Some of the more obvious implementation mechanisms are domestic Human Rights Commissions and the Office of the Ombudsman. The establishment of these institutions often, although not always, follows concern about particular human rights situations. The institutions do of course, differ in different jurisdictions but, typically, the powers with which Human Rights Commissions are endowed include the power to examine government legislation and practice for compatibility with the existing international human rights obligations of the state. Ombudsmen, on the other hand, generally conduct investigations in relation to charges of maladministration in government departments. In some instances they look also into defects in laws and in administrative practices.
The mere establishment of a Human Rights Commission or of an Office of Ombudsman does not, of itself and without more, automatically ensure the observance of human rights standards by the establishing government, although it is likely to assist. To be effective such bodies must be given both real power and real independence, and be established in such a way as to ensure that they are able to command high respect in the community. Hence, the establishing legislation will need, for example, to set out clearly the powers, functions, and the mode of appointment, and dismissal, of the bodies’ officers. It is also essential that the institutions have financial autonomy and adequate continuing funding, and be made as accessible as possible to those who need their services. Thus, informal and flexible procedures will be necessary, as will be free access to complainants. As well, such bodies need power to compel cooperation from government departments, and their effectiveness should be encouraged by provisions such as those to ensure that their recommendations go directly to the highest authority, and not to an intermediate body that may have an interest in the non-implementation of the proposals.

-=-=-=-=-

*PROBLEMS AND TASKS*
a - Repeat the passage on human rights institutions word for word, starting with "Some of the" and going on through "in administrative practices.".
b - Decide whether each statement agrees with the passage on human rights institutions, answering yes or no and quoting the words of the passage that settle it: (i) Ombudsmen generally investigate charges of maladministration in government departments. (ii) Setting up a Human Rights Commission by itself automatically ensures that the government observes human rights standards. (iii) The recommendations of such bodies should be sent to an intermediate body.
The material is separate from the passage on human rights institutions.

*INFORMATION PROVIDED*
-=-=-=-=-

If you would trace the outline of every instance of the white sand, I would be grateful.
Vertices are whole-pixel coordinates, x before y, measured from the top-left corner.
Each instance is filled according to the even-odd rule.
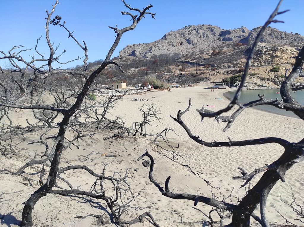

-=-=-=-=-

*ANSWERS BY TASK*
a -
Some of the more obvious implementation mechanisms are domestic Human Rights Commissions and the Office of the Ombudsman. The establishment of these institutions often, although not always, follows concern about particular human rights situations. The institutions do of course, differ in different jurisdictions but, typically, the powers with which Human Rights Commissions are endowed include the power to examine government legislation and practice for compatibility with the existing international human rights obligations of the state. Ombudsmen, on the other hand, generally conduct investigations in relation to charges of maladministration in government departments. In some instances they look also into defects in laws and in administrative practices.

b -
(i) Yes: "Ombudsmen, on the other hand, generally conduct investigations in relation to charges of maladministration in government departments."
(ii) No: "The mere establishment of a Human Rights Commission or of an Office of Ombudsman does not, of itself and without more, automatically ensure the observance of human rights standards by the establishing government"
(iii) No: "their recommendations go directly to the highest authority, and not to an intermediate body"